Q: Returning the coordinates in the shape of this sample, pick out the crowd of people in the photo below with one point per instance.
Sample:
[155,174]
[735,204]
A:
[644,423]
--------------------
→ THE EXERCISE: Can you format each non-blank line of the rows above as a Markdown table, with the line's number under "No." and the line itself under "Text"?

→ REPLY TO THE TASK:
| No. | Text |
|---|---|
| 1 | Q: Returning the coordinates in the shape of this sample, pick out the crowd of people in the photo below with one point per instance. |
| 2 | Sample: |
| 3 | [155,174] |
| 4 | [735,204] |
| 5 | A: |
| 6 | [644,423] |